[EXERCISE PROMPT]:
Reproduce word for word the part of the records below that begins with the line containing "man's dark hair." and continues to the end of the records, including both ends. Leave the pictures out of your answer.

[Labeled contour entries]

◆ ◆ ◆ ◆ ◆

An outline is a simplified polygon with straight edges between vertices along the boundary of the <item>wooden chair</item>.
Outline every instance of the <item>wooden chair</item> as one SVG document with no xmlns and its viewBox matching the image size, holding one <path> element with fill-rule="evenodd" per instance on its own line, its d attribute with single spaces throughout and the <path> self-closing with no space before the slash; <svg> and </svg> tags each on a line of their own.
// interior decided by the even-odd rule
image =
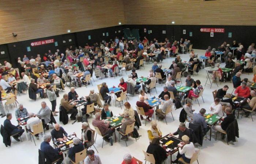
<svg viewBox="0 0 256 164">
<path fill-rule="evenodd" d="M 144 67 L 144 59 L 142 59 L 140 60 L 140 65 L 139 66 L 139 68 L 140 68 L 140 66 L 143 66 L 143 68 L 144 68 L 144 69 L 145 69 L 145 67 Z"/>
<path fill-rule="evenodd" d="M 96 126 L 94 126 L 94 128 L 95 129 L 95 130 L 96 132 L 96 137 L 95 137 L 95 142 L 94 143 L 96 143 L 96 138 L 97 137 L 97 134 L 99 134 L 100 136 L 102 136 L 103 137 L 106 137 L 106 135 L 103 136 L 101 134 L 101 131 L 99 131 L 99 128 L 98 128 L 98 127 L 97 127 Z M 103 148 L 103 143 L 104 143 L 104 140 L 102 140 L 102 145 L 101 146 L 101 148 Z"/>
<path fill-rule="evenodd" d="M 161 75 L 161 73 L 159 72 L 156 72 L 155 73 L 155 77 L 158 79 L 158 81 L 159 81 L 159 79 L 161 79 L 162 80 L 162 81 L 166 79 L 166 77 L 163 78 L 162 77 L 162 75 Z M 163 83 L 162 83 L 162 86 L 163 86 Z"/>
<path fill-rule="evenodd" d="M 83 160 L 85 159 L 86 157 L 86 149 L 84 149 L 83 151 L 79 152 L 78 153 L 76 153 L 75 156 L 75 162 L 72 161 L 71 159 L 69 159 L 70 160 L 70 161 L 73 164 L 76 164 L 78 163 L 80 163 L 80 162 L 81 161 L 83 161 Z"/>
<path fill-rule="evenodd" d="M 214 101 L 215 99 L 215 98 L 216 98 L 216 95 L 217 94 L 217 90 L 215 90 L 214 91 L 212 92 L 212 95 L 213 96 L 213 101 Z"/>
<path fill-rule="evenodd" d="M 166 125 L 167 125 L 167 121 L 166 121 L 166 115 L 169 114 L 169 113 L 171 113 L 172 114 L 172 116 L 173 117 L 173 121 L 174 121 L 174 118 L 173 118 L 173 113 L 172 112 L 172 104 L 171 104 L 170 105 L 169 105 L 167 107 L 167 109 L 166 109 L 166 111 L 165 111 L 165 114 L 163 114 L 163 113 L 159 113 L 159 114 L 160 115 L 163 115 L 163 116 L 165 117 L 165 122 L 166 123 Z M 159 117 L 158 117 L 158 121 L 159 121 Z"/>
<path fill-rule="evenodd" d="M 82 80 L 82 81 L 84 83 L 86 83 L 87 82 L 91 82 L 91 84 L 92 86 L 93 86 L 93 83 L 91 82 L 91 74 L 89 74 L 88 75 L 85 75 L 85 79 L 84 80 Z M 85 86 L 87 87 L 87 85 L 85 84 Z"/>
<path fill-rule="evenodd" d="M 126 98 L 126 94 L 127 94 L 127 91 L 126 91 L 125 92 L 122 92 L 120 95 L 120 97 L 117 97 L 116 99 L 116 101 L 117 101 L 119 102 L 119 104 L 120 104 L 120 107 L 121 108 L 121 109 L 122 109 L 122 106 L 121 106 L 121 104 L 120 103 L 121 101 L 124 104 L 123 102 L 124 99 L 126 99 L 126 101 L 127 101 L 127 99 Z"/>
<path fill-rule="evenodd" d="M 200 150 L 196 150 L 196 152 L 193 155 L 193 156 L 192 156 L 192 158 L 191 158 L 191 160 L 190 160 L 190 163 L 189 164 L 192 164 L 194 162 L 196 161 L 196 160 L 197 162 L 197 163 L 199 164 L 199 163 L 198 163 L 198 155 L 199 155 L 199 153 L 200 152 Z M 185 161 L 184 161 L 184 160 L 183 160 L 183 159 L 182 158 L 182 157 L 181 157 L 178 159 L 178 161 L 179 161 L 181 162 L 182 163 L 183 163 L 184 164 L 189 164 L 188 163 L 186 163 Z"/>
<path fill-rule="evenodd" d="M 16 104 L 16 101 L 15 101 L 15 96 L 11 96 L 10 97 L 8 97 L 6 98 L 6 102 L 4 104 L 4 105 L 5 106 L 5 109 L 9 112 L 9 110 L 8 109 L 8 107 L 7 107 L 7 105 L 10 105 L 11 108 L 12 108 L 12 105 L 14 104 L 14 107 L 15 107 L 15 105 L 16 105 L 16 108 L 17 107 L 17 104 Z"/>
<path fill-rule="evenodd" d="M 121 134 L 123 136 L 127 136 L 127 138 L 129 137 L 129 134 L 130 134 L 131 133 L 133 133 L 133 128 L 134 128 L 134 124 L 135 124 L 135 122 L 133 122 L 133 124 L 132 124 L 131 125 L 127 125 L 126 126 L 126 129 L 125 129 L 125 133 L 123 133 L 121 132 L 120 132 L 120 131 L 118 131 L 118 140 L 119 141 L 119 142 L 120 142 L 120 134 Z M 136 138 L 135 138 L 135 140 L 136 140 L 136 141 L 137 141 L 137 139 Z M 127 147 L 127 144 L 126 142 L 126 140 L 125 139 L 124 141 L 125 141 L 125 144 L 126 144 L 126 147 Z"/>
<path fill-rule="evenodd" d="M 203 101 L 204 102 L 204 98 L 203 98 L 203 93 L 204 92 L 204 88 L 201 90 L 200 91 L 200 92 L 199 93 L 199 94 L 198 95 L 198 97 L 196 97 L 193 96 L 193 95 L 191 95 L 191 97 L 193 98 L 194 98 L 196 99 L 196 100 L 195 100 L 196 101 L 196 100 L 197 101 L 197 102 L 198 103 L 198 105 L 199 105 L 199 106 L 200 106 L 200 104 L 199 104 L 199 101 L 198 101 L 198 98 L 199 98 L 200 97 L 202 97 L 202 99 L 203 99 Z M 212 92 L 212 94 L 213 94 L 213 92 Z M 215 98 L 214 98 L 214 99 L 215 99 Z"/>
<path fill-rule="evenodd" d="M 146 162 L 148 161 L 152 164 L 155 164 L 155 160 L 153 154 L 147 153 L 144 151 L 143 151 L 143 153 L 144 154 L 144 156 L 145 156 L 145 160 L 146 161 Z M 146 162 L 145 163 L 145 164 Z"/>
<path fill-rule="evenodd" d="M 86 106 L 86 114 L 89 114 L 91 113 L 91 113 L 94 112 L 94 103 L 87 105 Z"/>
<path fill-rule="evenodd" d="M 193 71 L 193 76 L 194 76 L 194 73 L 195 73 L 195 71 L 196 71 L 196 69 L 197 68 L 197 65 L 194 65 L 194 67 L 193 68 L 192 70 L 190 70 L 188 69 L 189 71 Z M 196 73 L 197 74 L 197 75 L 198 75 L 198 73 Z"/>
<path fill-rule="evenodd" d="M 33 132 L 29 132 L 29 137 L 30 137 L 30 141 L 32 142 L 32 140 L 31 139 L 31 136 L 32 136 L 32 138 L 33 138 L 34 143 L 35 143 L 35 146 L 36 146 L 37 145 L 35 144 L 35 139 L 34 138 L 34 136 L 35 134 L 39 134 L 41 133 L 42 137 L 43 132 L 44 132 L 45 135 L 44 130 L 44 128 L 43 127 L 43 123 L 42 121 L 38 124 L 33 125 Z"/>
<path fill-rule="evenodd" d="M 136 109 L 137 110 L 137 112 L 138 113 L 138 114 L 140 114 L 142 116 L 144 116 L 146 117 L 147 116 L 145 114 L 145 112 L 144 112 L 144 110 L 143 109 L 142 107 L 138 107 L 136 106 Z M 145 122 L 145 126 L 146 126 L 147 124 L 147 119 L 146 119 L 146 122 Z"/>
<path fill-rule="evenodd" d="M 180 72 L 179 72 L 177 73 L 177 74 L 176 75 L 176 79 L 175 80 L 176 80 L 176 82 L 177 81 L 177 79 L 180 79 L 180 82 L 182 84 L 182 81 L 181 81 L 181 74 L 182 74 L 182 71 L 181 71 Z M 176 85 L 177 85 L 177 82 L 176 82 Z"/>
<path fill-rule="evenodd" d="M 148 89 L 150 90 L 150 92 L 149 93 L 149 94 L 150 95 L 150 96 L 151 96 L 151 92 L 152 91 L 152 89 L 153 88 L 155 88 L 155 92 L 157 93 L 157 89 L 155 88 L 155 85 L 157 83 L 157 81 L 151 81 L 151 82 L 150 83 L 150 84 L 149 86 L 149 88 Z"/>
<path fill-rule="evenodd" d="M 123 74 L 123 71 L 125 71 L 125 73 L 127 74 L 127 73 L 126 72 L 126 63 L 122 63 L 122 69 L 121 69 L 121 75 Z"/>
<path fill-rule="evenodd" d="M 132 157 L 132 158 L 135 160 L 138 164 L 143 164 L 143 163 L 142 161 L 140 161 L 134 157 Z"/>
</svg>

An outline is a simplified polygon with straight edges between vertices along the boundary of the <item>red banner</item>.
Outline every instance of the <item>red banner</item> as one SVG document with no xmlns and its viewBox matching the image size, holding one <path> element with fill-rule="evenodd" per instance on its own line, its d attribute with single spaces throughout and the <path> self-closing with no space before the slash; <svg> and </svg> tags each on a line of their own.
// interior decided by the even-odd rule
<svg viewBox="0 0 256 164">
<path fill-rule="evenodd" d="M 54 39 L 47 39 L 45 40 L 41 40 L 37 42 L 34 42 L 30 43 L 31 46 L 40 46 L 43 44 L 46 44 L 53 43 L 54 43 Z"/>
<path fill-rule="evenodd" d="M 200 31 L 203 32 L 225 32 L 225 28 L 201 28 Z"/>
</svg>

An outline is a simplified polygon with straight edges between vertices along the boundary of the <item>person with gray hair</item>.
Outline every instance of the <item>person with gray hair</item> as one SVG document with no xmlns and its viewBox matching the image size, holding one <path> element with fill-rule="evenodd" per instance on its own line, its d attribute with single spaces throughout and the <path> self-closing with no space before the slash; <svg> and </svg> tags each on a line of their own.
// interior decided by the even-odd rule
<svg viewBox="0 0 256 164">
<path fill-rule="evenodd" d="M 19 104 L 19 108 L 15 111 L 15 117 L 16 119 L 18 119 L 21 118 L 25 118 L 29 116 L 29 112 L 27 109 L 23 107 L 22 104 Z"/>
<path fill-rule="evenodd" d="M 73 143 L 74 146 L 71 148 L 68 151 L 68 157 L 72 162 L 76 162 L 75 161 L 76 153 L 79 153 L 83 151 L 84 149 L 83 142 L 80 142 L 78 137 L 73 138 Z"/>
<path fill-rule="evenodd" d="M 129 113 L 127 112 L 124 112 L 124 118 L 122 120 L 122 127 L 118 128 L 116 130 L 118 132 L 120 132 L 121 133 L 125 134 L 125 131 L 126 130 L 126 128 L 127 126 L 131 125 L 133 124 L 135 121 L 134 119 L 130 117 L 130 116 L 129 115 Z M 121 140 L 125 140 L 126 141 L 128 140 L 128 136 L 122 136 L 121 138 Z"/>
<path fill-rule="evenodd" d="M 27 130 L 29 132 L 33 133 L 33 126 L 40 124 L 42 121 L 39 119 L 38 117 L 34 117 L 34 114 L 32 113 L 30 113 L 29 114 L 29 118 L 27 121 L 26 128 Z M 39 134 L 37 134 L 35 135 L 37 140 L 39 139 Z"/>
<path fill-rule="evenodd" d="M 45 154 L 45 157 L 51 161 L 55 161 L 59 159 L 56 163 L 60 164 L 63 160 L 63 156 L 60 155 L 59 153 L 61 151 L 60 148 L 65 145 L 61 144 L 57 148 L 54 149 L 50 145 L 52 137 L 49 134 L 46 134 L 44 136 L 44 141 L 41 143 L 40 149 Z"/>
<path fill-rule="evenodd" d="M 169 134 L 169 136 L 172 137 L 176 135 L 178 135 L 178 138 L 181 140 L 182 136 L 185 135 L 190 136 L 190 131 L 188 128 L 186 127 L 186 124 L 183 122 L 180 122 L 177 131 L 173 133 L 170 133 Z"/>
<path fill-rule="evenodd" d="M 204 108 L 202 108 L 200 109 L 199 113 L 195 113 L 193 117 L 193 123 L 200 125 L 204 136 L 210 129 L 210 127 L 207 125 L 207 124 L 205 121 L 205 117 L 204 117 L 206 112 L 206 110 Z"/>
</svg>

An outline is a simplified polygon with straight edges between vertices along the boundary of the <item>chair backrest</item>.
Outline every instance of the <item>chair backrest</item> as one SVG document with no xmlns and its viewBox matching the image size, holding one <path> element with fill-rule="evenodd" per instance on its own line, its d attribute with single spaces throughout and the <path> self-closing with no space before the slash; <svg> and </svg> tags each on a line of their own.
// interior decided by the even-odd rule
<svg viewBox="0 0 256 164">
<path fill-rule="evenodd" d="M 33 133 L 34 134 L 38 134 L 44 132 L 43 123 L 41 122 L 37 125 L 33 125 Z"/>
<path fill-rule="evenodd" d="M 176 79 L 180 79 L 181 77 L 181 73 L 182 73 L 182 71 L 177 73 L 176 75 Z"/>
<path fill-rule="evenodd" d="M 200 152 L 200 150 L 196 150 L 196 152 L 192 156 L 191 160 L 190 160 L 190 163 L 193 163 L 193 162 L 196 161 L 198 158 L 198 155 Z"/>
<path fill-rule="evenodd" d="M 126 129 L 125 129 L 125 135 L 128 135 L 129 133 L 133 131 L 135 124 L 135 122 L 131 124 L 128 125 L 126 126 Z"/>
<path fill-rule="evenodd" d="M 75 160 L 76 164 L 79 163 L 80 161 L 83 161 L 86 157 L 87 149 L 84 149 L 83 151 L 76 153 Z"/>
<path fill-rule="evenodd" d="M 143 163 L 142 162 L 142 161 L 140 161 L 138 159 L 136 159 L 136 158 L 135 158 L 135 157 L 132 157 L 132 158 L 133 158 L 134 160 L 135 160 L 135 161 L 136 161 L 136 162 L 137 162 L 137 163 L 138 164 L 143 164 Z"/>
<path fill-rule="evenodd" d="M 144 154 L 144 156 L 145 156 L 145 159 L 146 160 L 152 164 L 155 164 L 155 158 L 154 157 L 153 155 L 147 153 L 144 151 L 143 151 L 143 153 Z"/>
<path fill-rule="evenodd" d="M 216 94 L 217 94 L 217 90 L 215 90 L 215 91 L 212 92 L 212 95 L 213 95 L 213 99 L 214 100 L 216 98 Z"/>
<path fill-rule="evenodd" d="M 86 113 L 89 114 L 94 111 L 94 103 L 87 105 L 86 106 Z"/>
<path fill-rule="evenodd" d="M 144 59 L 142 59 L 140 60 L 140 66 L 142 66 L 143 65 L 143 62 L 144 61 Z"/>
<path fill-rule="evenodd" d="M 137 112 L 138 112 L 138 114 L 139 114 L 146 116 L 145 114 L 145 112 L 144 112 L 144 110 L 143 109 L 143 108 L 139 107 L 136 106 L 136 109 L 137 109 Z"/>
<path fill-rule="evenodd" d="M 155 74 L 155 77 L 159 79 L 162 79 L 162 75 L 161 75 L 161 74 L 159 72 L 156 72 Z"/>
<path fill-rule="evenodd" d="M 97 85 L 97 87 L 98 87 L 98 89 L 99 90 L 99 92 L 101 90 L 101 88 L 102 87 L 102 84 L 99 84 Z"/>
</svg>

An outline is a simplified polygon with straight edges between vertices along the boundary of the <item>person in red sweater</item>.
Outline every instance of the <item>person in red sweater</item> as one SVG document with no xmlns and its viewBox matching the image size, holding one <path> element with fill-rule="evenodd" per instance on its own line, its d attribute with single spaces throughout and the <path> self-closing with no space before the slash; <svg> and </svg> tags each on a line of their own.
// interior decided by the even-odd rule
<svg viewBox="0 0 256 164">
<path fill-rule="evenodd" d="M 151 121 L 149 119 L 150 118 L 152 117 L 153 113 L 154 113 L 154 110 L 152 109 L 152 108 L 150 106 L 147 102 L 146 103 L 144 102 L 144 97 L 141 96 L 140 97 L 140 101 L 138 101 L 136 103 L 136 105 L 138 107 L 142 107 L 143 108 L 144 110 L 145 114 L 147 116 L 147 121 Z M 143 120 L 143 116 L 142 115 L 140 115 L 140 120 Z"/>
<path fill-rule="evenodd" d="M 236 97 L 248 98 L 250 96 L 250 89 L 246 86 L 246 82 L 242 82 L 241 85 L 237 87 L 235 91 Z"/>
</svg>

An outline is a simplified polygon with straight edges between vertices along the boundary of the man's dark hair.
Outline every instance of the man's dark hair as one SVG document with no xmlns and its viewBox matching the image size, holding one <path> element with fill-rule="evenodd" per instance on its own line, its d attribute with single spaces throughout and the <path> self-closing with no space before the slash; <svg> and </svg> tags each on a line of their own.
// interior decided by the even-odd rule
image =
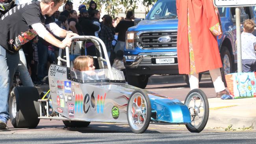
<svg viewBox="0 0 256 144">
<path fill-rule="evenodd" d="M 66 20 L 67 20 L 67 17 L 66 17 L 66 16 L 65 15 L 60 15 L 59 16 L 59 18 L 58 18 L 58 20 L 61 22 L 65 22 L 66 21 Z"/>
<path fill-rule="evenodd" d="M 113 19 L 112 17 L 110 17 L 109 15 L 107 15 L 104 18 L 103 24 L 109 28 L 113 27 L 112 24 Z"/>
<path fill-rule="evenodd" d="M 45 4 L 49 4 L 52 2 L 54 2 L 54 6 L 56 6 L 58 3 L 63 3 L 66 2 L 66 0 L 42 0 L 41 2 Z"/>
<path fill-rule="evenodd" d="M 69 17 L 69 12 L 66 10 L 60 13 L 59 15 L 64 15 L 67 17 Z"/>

◆ ◆ ◆ ◆ ◆

[COMPLETED TASK]:
An outline is a simplified polygon with straight edges between vertices along the boundary of the man's dark hair.
Outline every instance of the man's dark hair as one SVG document with no xmlns and its viewBox matching the image size, holding one <path> element with fill-rule="evenodd" per instance on its own line, its d attribute with single spaces throughout and the <path> self-closing with no space before the slash; <svg> and </svg> tags each on a line of their own.
// interior decided by the even-odd rule
image =
<svg viewBox="0 0 256 144">
<path fill-rule="evenodd" d="M 66 20 L 67 20 L 67 17 L 66 17 L 66 16 L 65 15 L 60 15 L 59 16 L 59 18 L 58 18 L 58 20 L 61 22 L 65 22 L 66 21 Z"/>
<path fill-rule="evenodd" d="M 113 19 L 112 17 L 110 17 L 109 15 L 107 15 L 104 18 L 103 24 L 109 28 L 113 27 L 112 24 Z"/>
<path fill-rule="evenodd" d="M 45 4 L 49 4 L 52 2 L 54 2 L 54 6 L 56 6 L 58 3 L 63 3 L 66 2 L 66 0 L 42 0 L 41 2 Z"/>
<path fill-rule="evenodd" d="M 69 17 L 69 12 L 66 10 L 60 13 L 59 15 L 64 15 L 67 17 Z"/>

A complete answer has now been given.